Natural-language object grounding data

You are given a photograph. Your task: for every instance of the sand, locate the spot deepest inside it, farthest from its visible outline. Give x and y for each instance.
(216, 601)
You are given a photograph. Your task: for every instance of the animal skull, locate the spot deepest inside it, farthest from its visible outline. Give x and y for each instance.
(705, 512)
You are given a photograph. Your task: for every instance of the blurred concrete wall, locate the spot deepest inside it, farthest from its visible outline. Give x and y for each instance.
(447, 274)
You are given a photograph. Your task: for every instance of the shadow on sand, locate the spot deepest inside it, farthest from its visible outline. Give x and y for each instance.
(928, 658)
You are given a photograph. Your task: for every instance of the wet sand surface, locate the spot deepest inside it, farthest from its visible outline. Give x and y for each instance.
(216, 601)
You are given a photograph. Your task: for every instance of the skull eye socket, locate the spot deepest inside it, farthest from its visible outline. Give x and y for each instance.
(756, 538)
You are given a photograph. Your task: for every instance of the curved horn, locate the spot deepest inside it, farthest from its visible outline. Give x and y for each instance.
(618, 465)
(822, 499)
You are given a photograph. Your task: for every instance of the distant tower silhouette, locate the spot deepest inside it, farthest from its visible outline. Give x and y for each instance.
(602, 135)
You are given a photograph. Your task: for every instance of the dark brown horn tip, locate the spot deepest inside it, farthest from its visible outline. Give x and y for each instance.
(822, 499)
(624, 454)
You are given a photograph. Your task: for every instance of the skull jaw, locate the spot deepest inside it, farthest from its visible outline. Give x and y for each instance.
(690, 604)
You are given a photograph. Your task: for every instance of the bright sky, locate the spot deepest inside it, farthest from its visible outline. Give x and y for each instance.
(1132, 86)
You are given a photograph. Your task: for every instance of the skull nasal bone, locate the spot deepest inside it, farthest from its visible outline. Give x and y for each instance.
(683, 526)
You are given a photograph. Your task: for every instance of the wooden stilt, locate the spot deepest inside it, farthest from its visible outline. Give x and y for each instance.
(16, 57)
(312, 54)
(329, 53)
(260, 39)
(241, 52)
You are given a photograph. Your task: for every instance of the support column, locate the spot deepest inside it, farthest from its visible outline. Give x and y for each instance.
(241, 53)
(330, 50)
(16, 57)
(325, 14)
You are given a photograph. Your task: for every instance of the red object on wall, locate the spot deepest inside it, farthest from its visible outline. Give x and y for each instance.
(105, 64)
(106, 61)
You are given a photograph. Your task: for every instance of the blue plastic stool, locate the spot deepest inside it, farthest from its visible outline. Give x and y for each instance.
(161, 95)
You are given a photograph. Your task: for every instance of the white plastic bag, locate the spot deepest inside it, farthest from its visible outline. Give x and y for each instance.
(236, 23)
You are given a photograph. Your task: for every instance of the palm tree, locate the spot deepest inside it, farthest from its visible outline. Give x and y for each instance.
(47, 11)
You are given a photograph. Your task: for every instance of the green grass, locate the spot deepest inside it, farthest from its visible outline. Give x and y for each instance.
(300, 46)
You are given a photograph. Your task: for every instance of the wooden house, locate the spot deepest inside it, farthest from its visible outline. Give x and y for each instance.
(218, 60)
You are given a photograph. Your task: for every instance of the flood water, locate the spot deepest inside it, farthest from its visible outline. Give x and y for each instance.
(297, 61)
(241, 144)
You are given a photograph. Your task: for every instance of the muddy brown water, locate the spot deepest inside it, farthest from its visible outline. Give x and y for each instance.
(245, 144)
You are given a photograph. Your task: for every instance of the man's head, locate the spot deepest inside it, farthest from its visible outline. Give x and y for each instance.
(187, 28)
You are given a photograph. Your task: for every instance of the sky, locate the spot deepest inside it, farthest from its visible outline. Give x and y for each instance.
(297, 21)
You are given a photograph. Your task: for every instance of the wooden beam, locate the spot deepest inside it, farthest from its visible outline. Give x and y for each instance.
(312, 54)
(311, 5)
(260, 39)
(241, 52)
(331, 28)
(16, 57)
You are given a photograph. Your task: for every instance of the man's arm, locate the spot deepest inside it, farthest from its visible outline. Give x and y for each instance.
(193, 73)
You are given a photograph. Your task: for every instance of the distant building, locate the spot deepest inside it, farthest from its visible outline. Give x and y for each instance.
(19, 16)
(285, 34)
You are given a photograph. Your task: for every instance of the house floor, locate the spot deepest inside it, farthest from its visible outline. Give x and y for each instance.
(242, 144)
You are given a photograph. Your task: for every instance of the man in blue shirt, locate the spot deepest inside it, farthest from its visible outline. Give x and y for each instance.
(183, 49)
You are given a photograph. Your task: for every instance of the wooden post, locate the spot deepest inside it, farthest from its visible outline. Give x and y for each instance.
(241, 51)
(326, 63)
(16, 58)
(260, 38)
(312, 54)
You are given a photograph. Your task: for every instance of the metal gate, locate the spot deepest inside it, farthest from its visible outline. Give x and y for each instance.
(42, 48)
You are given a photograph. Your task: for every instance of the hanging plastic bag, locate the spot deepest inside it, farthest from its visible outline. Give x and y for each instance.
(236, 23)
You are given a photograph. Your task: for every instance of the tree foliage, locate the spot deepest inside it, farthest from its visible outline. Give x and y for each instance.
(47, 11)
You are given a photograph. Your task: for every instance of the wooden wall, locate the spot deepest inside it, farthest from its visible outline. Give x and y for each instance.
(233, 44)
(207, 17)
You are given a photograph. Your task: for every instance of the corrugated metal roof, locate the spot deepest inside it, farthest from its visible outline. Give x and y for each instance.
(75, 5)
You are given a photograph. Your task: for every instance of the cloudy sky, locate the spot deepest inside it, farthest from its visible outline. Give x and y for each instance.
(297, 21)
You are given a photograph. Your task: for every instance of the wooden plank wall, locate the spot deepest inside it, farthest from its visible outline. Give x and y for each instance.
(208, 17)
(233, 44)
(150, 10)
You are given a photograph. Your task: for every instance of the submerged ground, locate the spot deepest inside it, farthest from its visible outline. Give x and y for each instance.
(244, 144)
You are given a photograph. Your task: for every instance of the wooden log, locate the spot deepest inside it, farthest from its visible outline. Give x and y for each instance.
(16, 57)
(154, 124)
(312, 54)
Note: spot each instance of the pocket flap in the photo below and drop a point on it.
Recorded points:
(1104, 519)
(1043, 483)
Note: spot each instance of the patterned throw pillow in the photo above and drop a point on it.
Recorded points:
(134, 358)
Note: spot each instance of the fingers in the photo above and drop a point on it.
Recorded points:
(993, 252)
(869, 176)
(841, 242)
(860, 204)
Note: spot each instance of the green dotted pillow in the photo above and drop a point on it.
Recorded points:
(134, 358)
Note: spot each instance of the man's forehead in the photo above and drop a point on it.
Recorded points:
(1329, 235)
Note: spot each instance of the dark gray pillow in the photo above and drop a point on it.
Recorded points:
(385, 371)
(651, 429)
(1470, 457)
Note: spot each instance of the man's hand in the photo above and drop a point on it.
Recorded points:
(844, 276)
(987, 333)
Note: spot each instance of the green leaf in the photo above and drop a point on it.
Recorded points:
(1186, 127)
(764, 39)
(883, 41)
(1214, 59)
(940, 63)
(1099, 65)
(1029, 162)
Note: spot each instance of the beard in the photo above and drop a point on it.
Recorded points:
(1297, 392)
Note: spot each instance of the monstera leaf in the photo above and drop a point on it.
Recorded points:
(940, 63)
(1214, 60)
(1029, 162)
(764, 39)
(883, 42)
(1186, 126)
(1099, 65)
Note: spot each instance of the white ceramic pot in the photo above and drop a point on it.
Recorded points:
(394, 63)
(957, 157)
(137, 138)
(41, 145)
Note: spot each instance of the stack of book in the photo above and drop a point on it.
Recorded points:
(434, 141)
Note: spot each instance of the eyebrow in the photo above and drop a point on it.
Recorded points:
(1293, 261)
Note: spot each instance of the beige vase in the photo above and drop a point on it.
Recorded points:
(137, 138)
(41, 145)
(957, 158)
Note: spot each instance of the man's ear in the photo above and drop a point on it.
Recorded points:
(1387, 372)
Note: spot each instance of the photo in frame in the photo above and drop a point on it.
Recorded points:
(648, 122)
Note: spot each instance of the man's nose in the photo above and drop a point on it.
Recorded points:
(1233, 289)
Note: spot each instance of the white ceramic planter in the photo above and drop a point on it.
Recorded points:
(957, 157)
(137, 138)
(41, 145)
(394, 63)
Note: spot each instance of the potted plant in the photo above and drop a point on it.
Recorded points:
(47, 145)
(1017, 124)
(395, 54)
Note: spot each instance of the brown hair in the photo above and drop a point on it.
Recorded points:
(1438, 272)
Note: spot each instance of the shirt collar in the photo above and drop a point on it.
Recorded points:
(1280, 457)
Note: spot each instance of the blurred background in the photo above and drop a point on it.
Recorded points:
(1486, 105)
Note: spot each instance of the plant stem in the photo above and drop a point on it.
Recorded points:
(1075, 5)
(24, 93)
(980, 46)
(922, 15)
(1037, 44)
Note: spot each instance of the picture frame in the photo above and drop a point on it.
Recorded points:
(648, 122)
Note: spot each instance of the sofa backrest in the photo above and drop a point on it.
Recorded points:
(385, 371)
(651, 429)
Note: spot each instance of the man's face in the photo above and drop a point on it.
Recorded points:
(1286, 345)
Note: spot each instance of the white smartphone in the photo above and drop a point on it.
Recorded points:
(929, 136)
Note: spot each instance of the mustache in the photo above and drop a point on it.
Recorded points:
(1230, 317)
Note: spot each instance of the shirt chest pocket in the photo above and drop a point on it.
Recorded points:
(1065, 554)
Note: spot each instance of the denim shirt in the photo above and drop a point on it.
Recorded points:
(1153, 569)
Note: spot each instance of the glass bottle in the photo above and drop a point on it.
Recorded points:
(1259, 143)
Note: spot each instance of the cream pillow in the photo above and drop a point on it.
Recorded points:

[Requirement] Repeat, without changes, every line from the one that contains "Note: spot each instance of the denim" through the final line of the data.

[Response to this task]
Note: spot each instance of the denim shirt in the photo above and drop a point on it.
Recorded points:
(1153, 569)
Note: spot each instance of the glass bottle in the photo above and drop a point on it.
Recorded points:
(1259, 143)
Note: spot each instance of the cream pillow in the photo above and drop a point on it.
Recorded points:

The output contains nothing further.